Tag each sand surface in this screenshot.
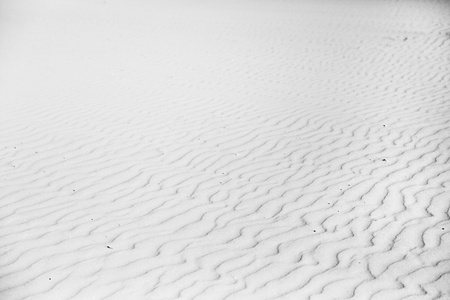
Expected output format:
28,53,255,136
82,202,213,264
0,0,450,300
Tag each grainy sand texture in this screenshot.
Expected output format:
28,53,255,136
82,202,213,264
0,0,450,300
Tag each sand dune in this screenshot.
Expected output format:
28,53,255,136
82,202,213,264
0,0,450,300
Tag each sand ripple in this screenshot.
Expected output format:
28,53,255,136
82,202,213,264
0,0,450,300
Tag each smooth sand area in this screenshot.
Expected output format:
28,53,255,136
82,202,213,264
0,0,450,300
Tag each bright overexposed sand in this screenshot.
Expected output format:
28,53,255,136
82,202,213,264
0,0,450,300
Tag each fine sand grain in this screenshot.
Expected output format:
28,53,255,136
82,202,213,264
0,0,450,300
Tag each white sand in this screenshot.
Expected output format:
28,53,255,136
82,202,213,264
0,0,450,300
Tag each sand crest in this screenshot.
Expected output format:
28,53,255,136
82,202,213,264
0,0,450,300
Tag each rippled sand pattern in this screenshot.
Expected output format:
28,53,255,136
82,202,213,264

****************************************

* [SHORT EXERCISE] Reproduce nothing but the lines from the line containing "Tag each sand dune in this screenshot." to the last line of the data, each exactly as written.

* [EXERCISE SOLUTION]
Tag each sand dune in this screenshot.
Expected output format:
28,53,255,136
82,202,213,264
0,0,450,300
Tag each sand ripple in this screenshot.
Expected output format:
28,53,255,136
82,202,213,264
0,0,450,300
Tag each smooth sand area in this screenshot.
Expected output format:
28,53,255,136
82,202,213,264
0,0,450,300
Tag each bright overexposed sand in this screenshot.
Expected output format:
28,53,255,136
82,202,213,264
0,0,450,300
Tag each fine sand grain in this screenshot.
Expected output format:
28,53,255,136
82,202,213,264
0,0,450,300
Tag each white sand in this screenshot.
Expected output format:
28,53,255,136
82,202,213,264
0,0,450,300
Tag each sand crest in this screenshot.
Expected output format:
28,53,255,136
82,202,213,264
0,0,450,300
Tag each rippled sand pattern in this screenshot.
Expected output format:
28,53,255,136
82,202,213,264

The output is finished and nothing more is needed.